- _Extracted data_
++++

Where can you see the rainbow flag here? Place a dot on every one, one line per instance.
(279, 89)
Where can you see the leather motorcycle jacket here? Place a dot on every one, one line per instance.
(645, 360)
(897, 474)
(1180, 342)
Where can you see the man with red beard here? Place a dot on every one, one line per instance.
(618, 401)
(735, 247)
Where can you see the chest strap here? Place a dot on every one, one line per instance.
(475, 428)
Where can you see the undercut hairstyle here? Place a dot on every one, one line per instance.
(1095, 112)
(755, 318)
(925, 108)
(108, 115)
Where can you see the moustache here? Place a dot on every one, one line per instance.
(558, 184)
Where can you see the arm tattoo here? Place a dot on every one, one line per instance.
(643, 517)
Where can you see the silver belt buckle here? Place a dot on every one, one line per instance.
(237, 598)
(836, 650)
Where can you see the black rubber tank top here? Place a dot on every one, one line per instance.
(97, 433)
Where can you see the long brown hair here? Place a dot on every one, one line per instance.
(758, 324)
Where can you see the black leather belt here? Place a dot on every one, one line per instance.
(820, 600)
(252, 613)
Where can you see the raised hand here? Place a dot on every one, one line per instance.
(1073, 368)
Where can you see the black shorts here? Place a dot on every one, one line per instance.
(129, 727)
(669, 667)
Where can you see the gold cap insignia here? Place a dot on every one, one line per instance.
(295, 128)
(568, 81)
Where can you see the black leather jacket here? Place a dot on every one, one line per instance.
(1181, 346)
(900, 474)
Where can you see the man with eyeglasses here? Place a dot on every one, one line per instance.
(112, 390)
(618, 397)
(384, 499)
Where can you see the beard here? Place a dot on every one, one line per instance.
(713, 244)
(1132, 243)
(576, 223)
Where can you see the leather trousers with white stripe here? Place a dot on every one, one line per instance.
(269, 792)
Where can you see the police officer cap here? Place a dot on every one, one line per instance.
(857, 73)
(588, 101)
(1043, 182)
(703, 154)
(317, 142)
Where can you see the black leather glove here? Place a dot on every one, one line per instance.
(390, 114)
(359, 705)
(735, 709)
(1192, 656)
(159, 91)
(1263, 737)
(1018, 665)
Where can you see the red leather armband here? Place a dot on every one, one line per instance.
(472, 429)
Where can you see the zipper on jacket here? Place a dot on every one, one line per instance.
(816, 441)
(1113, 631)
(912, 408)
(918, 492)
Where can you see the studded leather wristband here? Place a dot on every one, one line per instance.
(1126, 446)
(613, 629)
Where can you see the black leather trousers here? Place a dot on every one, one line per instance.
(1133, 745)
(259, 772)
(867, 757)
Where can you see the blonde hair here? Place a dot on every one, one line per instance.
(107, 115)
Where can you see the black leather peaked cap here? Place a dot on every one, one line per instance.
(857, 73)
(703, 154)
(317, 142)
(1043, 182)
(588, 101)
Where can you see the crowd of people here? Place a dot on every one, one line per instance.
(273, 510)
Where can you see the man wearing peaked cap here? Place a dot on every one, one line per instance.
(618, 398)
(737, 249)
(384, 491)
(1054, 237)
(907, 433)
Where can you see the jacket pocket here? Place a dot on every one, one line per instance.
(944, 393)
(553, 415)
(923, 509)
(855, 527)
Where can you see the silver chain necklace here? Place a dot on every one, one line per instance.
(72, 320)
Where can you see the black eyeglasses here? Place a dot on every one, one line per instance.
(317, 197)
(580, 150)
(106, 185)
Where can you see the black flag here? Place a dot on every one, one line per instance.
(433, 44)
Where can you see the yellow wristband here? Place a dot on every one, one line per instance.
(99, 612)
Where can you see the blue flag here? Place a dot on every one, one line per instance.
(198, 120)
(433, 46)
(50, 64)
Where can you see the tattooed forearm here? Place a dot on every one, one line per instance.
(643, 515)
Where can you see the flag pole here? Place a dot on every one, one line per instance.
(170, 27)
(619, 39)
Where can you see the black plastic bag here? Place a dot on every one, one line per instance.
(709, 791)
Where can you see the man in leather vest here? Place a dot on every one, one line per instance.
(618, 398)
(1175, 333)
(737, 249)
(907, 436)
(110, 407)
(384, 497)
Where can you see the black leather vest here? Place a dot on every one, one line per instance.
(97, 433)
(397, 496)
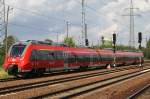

++++

- _The request_
Starting at the line containing "Where can you see the flag" and ending at the last line of the records above, copy out every line with both ends included, requests and all. Multiply each point coordinate in the answers by 2.45 and round it to a whole number, with halves rounded up, and omit the pictures.

- _Exercise result_
Where can you see the flag pole here? Place a dot on every one, one line per instance.
(417, 66)
(1517, 96)
Where can you see the black plastic bag here? Place a dot on every one, one line per instance.
(1737, 1938)
Where can you see the man in leather vest here? Place a dot on every one, one line per instance.
(1514, 975)
(2879, 816)
(1806, 610)
(2222, 1068)
(270, 997)
(941, 1218)
Where can you see the black leather vest here? Place a dot on every one, one line per instance.
(238, 1061)
(973, 1215)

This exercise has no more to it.